■ **DATA TO USE**:
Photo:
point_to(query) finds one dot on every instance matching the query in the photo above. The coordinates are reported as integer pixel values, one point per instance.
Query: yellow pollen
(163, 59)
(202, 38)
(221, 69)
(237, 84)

■ **TASK TO COMPLETE**: Set every record down word for word, omitting none.

■ **EXERCISE SOLUTION**:
Photo:
point_to(query) finds one dot on every instance matching the query in the photo above. The coordinates are reported as integer pixel values, one point per instance.
Query: yellow pollen
(163, 59)
(202, 38)
(221, 69)
(237, 84)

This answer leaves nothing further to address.